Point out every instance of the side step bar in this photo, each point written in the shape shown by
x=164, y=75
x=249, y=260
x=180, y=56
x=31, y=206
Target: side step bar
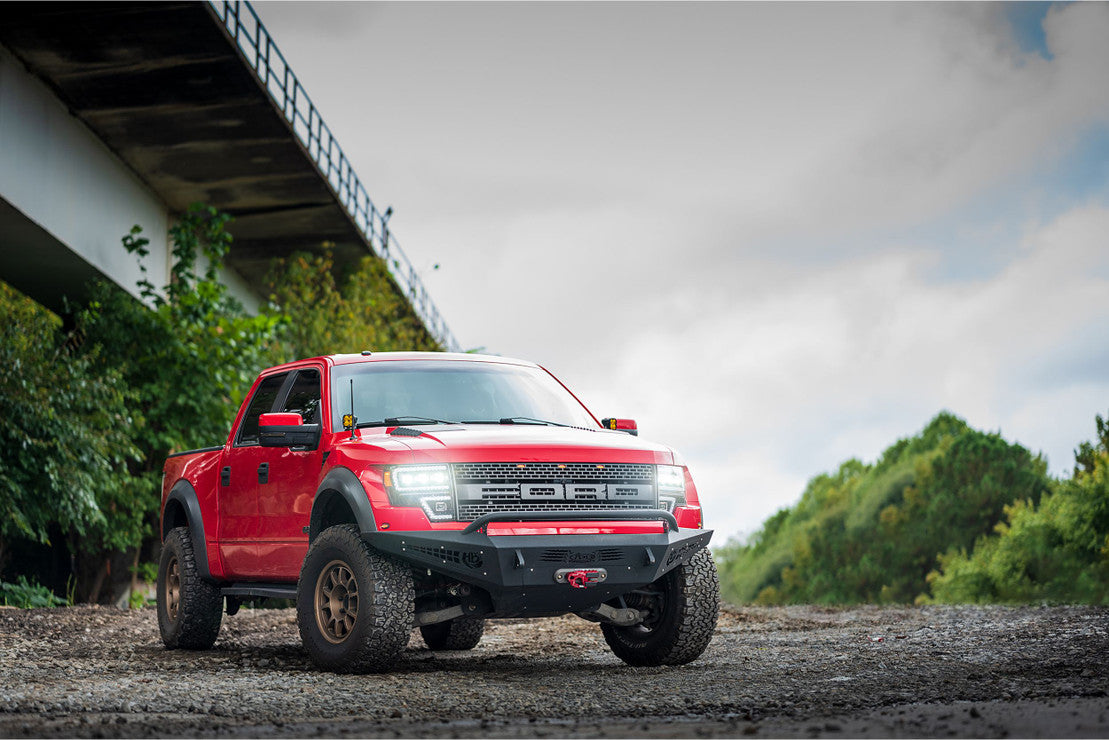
x=261, y=590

○ ○ ○ ○ ○

Rewrite the material above as a Markdown table with the columns n and Line, giving each line its own numbered row, skipping blank lines, and leaving out the images.

THE OUTPUT:
| n | Line |
|---|---|
| 1 | Point out every instance of the side step bar in this photo, each point written in the shape shown by |
| 2 | x=164, y=75 |
| 3 | x=249, y=260 |
| 4 | x=180, y=56 |
| 5 | x=31, y=206 |
| 6 | Target: side step bar |
| 7 | x=261, y=590 |